=== TASK OBJECTIVE ===
Set the entries down again exactly; none may be skipped.

▼▼▼

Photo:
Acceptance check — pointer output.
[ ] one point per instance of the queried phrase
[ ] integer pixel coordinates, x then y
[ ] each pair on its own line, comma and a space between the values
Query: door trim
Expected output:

▲▲▲

=== RESULT ===
Photo:
Acceptance check — pointer output.
[ ] one point per instance of the queried phrase
[ ] integer pixel coordinates, x then y
[ ] each pair on its own line, comma and a space between the values
Query: door trim
Expected output:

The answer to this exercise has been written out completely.